* Given records:
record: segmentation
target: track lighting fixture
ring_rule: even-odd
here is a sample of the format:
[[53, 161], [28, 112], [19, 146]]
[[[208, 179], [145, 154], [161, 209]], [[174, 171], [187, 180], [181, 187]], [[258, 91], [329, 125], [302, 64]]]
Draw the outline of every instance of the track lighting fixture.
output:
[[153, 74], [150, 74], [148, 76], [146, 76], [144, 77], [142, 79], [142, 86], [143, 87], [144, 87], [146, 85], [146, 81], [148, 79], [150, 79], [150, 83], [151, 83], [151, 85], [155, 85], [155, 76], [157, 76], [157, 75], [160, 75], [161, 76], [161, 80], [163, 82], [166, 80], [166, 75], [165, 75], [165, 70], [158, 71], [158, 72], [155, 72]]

* Directions for this task: Can you retype the listing above, keeping every character and line break as it is?

* Task solution:
record: segmentation
target: track lighting fixture
ring_rule: even-odd
here is a sample of the format:
[[53, 161], [28, 112], [19, 146]]
[[[208, 179], [145, 154], [161, 209]], [[174, 171], [187, 180], [181, 187]], [[258, 91], [329, 125], [302, 64]]]
Draw the outline of every instance of the track lighting fixture.
output:
[[153, 74], [150, 74], [148, 76], [146, 76], [144, 77], [142, 79], [142, 86], [143, 87], [144, 87], [146, 85], [146, 81], [148, 79], [150, 79], [150, 83], [151, 83], [151, 85], [155, 85], [155, 76], [157, 76], [157, 75], [160, 75], [161, 76], [161, 80], [163, 82], [166, 80], [166, 75], [165, 75], [165, 70], [158, 71], [158, 72], [155, 72]]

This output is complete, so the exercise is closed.